**Work request**
Every record below must be returned exactly as it was received.

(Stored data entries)

*** Block opens ***

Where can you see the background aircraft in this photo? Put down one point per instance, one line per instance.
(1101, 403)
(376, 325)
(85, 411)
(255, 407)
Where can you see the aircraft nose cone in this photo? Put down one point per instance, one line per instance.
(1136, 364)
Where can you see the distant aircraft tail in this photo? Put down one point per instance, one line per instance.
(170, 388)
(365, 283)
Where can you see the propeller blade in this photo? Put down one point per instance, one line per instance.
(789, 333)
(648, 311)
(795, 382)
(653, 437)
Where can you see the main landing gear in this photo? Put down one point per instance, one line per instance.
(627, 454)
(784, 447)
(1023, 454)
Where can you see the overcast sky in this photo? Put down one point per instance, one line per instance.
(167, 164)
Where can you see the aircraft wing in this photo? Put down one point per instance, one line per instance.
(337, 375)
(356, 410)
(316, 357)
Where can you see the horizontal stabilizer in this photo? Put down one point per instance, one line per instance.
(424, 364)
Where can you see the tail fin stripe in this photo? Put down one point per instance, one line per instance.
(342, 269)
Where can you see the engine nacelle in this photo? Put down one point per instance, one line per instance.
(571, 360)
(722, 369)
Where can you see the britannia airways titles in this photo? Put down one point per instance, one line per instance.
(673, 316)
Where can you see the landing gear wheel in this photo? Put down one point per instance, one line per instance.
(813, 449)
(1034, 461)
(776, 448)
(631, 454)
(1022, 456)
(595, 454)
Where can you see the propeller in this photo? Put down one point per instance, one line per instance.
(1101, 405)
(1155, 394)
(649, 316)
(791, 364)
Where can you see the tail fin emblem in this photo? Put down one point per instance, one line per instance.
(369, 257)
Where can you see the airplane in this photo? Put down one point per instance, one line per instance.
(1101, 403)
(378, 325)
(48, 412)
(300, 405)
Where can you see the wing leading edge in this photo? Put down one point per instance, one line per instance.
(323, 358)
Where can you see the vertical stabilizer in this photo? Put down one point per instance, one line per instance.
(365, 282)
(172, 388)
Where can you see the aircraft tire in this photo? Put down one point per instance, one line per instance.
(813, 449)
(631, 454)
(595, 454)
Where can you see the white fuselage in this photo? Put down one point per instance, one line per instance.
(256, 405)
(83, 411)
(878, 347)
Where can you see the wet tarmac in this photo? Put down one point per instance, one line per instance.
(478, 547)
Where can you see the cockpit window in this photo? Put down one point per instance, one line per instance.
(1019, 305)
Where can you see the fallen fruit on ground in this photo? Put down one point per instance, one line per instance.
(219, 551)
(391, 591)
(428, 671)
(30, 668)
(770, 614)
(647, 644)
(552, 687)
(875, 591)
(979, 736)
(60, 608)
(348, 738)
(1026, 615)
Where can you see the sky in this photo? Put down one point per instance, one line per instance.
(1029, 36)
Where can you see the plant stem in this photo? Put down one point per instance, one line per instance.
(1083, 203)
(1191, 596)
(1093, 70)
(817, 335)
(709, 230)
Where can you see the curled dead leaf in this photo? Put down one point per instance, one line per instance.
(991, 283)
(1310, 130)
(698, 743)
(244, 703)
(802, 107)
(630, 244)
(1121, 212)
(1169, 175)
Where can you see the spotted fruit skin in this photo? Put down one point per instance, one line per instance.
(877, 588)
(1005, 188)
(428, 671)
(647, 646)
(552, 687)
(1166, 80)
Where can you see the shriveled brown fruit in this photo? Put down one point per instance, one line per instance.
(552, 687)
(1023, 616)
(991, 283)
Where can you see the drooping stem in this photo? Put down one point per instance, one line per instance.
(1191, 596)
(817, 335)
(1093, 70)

*** Block closes ***

**Reply to the task**
Where can you see the background aircraft in this photo? Put down one point per instance, one line per instance.
(1101, 403)
(376, 325)
(85, 411)
(255, 407)
Where can you see the aircraft nose cone in this photo? Put down one point per instance, one line per instance.
(1136, 364)
Where can you see the distant aircraft tail in this photo? Put down one point per instance, one line per instance.
(170, 388)
(365, 283)
Where can you see the propeller blade in this photo? Put down one point per instance, one line per instance.
(789, 333)
(648, 311)
(795, 382)
(653, 437)
Where can you see the main landing gear in this photo? Put down one point per instance, one line per instance.
(627, 454)
(784, 447)
(1023, 454)
Where can you see the overcast sky in this photo? Put down one point per instance, one line per instance.
(167, 164)
Where can you see the aircraft wing in this photo? Put down one point per instance, one line per instance.
(337, 375)
(356, 410)
(316, 357)
Where can you see the horizontal stabilizer in this photo? Put down one point per instance, one line per instance.
(424, 364)
Where can you see the tail fin stripe in this photo? Put down one point per instance, one line per instance.
(342, 269)
Where can you see the engine nacelle in this photo? Put down one point per instance, one line per instance.
(571, 360)
(722, 369)
Where can you see the britannia airways titles in this photo? Put down one point per instance, one line per instance.
(673, 316)
Where can you see the landing gear wheel in this photo? Put down one point per instance, one line per instance.
(813, 449)
(1034, 461)
(776, 448)
(631, 454)
(1022, 456)
(595, 454)
Where can you see the propeller in this photo? Put down one point per instance, one line per instance.
(1101, 405)
(1155, 394)
(649, 316)
(791, 364)
Where can you see the tail fin emblem in this photo? Put down one point per instance, one line per instance.
(369, 257)
Where can you see the airplane in this photo? Put down one point per instance, one line per instance.
(1101, 403)
(378, 325)
(48, 412)
(300, 405)
Where can you see the wing leading edge in this photo? Put down one point per instance, one line per instance.
(323, 358)
Where can you see the vertical stabilizer in this photo? Put down one point per instance, one line per instance.
(365, 282)
(172, 388)
Where can you see the aircraft tire in this photo? Put down one point per instance, one line per instance.
(813, 449)
(631, 454)
(595, 454)
Where can you see the white fuselage in this photo? Put down one point per instance, one line per instance.
(256, 405)
(83, 411)
(878, 347)
Where can you see the wet tarmac in this photo? Put down one point per instance, one line per instance.
(478, 547)
Where can you see the cockpit window in this photo? Put down one point per instance, one line per instance.
(1019, 305)
Where can you see the fallen fruit on ground in this photo? Put down one point per instance, one line per instance.
(219, 551)
(391, 591)
(428, 671)
(30, 668)
(770, 614)
(647, 644)
(552, 687)
(875, 591)
(979, 736)
(60, 608)
(348, 738)
(1026, 615)
Where can you see the sky in this photo? Put down one point per instance, one line per instance.
(1029, 36)
Where can you see the plant stem in this photo? Put down one point per instance, one line per instance.
(1083, 203)
(1191, 596)
(1093, 70)
(817, 335)
(709, 230)
Where can you see the curled dead leaf in this photo? Put down one point per instance, one line per instance.
(991, 283)
(1310, 130)
(698, 743)
(244, 703)
(802, 107)
(630, 244)
(1121, 212)
(1169, 175)
Where can you see the spotted fruit skin in this photo? Put down one point per instance, one line per instance.
(877, 588)
(1005, 188)
(428, 671)
(647, 646)
(552, 687)
(1166, 80)
Where can you see the shriveled brown fruit in this photo? Put down one point per instance, one line per instance.
(552, 687)
(1023, 616)
(991, 283)
Where can you see the drooping stem in this photo? Put down one point per instance, one line per instance.
(1191, 596)
(817, 335)
(1093, 70)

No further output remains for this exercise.